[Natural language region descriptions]
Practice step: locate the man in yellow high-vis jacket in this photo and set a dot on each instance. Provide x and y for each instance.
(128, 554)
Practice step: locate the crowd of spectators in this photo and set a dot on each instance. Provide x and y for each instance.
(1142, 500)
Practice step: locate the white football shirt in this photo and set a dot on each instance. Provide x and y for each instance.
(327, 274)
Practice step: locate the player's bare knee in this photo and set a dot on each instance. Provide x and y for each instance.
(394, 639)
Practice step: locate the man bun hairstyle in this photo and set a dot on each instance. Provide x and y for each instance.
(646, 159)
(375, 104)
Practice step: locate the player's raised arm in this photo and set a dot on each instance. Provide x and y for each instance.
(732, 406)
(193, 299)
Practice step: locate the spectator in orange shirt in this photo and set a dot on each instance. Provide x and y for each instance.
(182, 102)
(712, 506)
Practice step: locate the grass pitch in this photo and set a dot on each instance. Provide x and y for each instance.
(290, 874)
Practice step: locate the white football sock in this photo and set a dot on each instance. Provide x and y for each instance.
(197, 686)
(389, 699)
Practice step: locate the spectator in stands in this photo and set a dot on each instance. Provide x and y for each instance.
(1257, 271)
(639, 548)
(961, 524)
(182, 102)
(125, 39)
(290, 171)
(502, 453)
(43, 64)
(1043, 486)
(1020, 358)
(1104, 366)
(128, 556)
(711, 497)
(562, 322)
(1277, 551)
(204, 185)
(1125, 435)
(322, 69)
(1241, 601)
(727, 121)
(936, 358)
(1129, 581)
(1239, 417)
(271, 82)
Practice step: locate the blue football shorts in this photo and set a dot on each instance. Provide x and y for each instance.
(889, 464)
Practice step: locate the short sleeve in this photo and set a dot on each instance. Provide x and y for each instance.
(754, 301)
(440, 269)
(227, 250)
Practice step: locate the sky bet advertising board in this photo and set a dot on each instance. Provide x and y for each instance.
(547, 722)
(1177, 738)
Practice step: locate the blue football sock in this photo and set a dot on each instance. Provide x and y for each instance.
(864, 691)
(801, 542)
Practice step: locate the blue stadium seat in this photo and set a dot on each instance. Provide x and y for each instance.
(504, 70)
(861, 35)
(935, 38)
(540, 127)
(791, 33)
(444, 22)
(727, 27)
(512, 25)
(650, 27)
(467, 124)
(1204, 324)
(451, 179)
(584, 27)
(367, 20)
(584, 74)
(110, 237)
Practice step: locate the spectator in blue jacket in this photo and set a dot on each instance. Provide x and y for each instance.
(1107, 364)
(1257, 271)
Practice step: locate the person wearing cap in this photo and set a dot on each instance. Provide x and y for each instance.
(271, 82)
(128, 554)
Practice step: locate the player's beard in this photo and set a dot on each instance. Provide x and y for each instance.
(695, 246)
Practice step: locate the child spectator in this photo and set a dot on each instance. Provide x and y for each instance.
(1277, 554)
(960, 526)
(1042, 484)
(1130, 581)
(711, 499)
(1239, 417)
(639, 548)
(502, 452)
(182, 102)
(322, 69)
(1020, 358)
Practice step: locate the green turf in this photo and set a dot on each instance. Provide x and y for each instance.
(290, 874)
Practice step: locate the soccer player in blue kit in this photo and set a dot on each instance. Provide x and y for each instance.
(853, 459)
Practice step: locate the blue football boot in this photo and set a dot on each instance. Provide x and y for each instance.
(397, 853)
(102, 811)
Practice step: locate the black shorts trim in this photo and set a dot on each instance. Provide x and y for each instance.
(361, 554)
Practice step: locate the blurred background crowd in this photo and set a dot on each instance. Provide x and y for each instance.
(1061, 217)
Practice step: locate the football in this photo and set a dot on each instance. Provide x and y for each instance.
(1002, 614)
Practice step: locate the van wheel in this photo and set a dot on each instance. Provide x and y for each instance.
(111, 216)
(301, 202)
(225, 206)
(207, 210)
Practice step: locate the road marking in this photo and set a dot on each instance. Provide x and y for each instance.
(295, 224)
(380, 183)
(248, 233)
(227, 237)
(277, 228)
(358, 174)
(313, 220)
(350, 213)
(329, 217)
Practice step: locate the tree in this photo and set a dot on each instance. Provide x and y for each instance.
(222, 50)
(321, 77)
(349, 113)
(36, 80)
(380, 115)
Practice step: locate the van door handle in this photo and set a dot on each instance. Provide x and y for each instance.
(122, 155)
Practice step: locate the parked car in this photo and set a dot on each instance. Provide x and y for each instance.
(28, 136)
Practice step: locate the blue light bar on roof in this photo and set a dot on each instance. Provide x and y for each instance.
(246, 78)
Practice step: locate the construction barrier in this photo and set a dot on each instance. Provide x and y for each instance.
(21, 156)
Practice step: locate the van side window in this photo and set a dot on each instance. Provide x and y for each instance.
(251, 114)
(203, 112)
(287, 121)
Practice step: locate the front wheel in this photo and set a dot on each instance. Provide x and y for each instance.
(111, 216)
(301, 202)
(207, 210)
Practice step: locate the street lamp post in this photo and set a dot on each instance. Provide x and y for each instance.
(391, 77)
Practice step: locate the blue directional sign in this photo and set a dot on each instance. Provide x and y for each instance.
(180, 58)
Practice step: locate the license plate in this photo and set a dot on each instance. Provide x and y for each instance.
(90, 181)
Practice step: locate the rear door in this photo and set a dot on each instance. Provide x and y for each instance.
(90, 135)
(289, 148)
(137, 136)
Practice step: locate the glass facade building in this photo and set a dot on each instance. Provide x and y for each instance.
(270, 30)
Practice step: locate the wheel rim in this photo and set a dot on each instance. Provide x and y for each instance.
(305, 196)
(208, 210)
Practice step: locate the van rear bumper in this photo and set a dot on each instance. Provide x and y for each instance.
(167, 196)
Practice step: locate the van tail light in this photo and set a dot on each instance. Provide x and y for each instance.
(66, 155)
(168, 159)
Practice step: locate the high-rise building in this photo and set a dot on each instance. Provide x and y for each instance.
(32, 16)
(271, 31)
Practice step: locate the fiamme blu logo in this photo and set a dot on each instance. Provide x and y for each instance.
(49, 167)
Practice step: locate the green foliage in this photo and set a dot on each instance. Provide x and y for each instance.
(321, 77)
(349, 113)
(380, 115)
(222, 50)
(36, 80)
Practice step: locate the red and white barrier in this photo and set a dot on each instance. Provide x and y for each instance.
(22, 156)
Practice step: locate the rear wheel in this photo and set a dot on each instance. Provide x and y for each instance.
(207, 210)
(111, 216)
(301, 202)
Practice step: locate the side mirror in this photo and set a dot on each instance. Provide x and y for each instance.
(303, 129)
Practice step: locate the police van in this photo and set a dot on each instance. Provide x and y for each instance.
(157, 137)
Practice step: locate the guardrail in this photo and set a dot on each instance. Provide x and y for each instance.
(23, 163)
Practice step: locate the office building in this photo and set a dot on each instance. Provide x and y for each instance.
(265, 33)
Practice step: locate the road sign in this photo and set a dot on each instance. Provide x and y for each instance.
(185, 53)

==

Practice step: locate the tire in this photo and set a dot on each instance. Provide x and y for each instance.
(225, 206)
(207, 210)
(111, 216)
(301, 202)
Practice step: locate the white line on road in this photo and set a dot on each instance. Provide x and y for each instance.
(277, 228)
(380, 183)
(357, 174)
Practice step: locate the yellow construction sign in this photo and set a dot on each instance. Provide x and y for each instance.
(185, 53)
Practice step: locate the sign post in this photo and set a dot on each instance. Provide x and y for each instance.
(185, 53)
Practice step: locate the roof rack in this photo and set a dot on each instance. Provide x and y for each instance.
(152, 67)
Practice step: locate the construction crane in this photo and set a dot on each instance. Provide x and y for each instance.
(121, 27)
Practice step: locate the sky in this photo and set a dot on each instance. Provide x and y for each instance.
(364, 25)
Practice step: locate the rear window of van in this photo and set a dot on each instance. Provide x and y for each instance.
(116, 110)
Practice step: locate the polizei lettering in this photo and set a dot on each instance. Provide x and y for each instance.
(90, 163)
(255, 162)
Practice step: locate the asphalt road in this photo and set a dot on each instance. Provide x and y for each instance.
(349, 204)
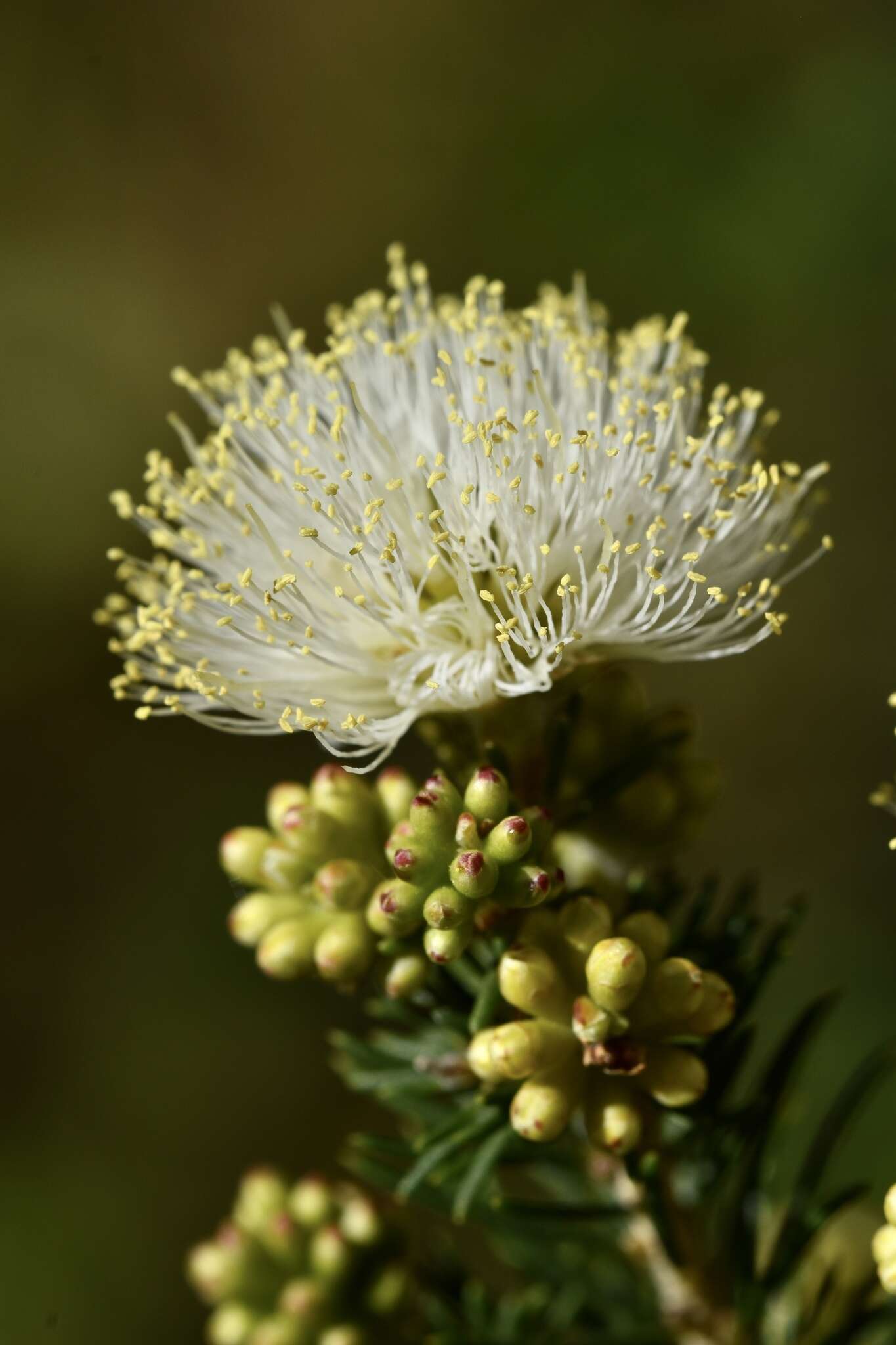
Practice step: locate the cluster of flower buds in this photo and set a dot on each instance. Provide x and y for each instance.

* * *

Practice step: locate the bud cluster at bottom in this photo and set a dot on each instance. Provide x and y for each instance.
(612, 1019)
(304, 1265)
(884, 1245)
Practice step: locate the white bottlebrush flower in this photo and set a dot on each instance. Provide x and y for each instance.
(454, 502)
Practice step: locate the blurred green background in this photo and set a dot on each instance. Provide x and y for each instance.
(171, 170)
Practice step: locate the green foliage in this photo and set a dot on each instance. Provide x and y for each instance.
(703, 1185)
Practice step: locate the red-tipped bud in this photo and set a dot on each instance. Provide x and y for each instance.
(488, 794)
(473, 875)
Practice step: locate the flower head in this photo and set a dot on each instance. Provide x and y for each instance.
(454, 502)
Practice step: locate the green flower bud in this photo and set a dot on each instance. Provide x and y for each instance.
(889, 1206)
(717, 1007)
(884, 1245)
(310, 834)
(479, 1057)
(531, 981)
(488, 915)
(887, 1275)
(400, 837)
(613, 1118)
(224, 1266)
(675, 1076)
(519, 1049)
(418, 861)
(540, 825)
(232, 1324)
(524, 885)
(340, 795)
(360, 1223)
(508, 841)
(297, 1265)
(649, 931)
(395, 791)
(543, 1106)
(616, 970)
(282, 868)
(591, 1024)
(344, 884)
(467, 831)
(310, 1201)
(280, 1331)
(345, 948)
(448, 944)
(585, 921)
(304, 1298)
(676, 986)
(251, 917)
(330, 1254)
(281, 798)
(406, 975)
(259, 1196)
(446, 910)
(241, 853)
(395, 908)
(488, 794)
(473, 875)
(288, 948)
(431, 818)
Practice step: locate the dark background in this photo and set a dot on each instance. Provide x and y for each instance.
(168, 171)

Work required:
Leaving out each picture, repeat exactly the lines above from the one that contains "Practice step: locate the construction crane" through the one that contains "Practice step: locate the cluster".

Reply:
Practice step: locate the construction crane in this photo and set a dot on each instance. Provide x and y for each instance.
(121, 27)
Practice step: locate the sky in this photo and set a dot on each instance. Provide x and y for each instance.
(364, 25)
Practice step: locate the rear window of van in this photo and set a dot on each instance. Provide x and y for each instance.
(116, 110)
Practice step: locate the polizei lettering in this photo and set a dot on each instance. Provide x and y for each instance.
(90, 163)
(255, 162)
Practice step: locate the asphalt road in this photo and set a dot on each instance. Provide x and y for each instance.
(349, 204)
Practice step: locate the cluster of flower buds in this photo and set a dot on each instance. Provide x and y for each instance.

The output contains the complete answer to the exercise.